(Excerpts from point annotation data)
□ □ □ □

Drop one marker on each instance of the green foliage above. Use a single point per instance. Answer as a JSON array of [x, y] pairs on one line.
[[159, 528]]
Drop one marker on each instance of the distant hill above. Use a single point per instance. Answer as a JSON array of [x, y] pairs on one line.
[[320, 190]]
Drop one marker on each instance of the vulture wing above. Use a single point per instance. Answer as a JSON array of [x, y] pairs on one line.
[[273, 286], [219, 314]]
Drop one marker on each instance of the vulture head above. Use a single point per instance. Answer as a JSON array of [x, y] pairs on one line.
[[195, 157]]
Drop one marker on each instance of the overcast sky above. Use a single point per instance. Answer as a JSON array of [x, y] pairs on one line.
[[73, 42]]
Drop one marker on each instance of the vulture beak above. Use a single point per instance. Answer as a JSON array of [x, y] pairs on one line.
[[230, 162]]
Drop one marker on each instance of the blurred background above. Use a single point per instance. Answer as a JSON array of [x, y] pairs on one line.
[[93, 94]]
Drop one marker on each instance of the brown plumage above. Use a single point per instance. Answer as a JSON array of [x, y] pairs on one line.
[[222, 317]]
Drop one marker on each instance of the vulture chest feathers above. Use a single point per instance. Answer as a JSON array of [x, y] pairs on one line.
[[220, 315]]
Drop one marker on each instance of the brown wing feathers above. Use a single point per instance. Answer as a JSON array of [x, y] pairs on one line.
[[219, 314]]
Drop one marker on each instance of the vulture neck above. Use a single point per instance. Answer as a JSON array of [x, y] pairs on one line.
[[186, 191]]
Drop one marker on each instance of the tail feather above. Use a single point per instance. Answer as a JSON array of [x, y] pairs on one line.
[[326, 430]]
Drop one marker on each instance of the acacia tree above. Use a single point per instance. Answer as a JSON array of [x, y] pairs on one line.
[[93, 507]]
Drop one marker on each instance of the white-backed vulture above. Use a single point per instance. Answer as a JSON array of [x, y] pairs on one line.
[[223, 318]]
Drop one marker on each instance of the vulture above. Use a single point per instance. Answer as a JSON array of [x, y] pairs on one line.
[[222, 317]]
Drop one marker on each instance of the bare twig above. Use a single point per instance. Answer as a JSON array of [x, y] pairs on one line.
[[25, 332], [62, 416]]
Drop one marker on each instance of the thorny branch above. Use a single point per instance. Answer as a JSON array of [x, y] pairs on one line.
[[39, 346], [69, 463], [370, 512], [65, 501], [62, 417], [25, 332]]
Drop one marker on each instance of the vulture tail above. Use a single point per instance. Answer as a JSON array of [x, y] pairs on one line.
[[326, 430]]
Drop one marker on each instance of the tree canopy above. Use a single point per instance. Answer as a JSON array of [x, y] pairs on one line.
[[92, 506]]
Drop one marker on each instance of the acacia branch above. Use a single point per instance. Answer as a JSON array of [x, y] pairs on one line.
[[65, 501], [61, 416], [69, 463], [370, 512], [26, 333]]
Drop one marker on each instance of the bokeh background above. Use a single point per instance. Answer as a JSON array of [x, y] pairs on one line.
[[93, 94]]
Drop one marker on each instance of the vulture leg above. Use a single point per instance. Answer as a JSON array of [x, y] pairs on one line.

□ □ □ □

_What the exercise asks_: Please return the lines above unchanged, starting with the line that contains "Drop one marker on each instance of the thorny" and going on through the line that contains "[[65, 501], [61, 416], [69, 463], [370, 512], [26, 333]]", with both of those lines included.

_Exercise result_:
Drop one marker on each instance of the thorny branch above. Use a single point per instance. Answer as a JSON array of [x, y] pairs on one line.
[[39, 346], [69, 463], [370, 512], [65, 501], [62, 417], [25, 332]]
Drop one marker on each instance of the vulture tail above. Use a single point per instance. Answer as a JSON array of [x, y] pairs on one line.
[[326, 430]]
Drop one marker on each instance of the tree canopy above. Use a single point per instance. Answer as a JSON array of [x, y] pairs on one line.
[[92, 506]]
Drop one marker on each instance of the acacia branch above. Use a single point per instance. Answer as a JSON array of [x, y] pairs on one line.
[[65, 501], [61, 416], [69, 463], [370, 512], [26, 333]]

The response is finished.